● Actions to take:
1 > In the passage on self-tanner trends, which clinically proven ingredients does Rachel Harkin say consumers want in their sun care products?
2 > Could you carry on the passage about self-tanner trends, picking up after its last sentence?

● Passage for review:
At Ulta, there’s heightened interest in self-tanners offering skincare benefits such as hydration, firming and anti-aging with familiar skincare ingredients like vitamin C and hyaluronic acid. Coy says, “With self-care and well-being continuing to be top priorities for our guests, we anticipate further innovation in multi-benefit formulas that protect, replenish and support skin health while delivering a radiant glow.”

Rachel Harkin, director of marketing at Australian Gold and Hemp Nation, has clocked the skinification of self-tanners, too. She says, “A lot of consumers want to be using clinically proven ingredients in their sun care products such as niacinamide, caffeine and squalene, and they’re treating their sun care routine very much the same as they’re treating their skincare, specifically facial skin.”

Simultaneously with the skinification of self-tanners, Harkin points to a “beautification” of self-tanners trend. As evidence, she highlights Australian Gold’s shimmer-infused bronzers that encompass sun protection. Harkin says, “With shimmer, we were adding that beautification aspect to our products in addition to those good-for-your-skin ingredients.”

● Data:
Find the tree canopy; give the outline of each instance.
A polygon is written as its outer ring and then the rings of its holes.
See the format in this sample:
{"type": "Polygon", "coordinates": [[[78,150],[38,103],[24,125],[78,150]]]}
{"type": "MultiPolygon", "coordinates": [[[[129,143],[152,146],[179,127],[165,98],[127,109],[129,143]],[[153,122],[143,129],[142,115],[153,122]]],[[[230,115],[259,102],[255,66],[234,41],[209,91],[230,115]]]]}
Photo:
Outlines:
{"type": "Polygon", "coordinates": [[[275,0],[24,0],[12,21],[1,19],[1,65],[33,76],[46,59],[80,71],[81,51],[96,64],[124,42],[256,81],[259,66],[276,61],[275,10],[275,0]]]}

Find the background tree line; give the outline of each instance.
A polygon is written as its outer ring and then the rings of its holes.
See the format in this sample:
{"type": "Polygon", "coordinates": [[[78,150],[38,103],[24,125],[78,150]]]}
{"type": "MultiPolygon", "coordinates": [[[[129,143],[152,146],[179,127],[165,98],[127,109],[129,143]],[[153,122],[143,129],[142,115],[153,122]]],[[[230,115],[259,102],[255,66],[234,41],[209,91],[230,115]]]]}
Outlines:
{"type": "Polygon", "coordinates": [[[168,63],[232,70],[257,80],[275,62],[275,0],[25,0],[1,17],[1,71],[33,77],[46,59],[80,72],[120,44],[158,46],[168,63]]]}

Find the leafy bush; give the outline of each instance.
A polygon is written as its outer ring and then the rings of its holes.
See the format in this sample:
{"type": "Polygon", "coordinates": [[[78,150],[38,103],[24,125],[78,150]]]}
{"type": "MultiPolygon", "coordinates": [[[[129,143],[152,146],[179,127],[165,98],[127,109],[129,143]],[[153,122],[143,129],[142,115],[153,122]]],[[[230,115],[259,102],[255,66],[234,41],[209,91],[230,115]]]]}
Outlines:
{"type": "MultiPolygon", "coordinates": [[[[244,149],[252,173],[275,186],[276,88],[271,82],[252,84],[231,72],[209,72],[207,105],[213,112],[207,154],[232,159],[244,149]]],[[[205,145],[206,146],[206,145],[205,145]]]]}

● Answers to the tasks:
1 > Niacinamide, caffeine and squalene.

2 >
Even in the face of the proliferation and enhancement of sunless tanners and greater understanding of the risks of exposure to ultraviolet radiation, some consumers, especially gen Z women, seek the instant gratification of tanning beds. The number of tanning salons is decreasing in the United States—according to research company IBIS World, the American tanning salon industry has declined at a rate of 11.9% between 2019 and 2024—but there remains 20,000 dedicated tanning salons in the country.

“With self-care and well-being continuing to be top priorities for our guests, we anticipate further innovation in multi-benefit formulas.”

Ellen Marmur, the New York City dermatologist and founder of LED device brand MM Skincare, describes tanning bed use a “shock” to the skin. “You get sunburn cells under the microscope, you see the DNA mutations immediately,” she says. “People don’t realize that a tan is a sign of injury, and the body makes melanin to help protect the DNA. It’s like a little melanin shield that’s happening from injury.”

Molly Griffin worked at an on-campus tanning salon during her freshman and sophomore years at the University of Delaware and frequented tanning beds two to three times weekly (they were a perk for staff). The now 21-year-old senior was surprised by how often her peers went to tanning beds. She recalls, “Many of our regulars came in everyday.”

Griffin spotted a multiplication of moles on her skin and decided to stop tanning bed usage, but others have stuck with tanning beds despite the downsides. “I do think there is a lot of pressure to be tan,” she says. “Everyone has this idea that being tan and glowy is the beauty standard. I do think I feel better about myself when I am tan, but truly only because that has been set as a standard for us from society as women.”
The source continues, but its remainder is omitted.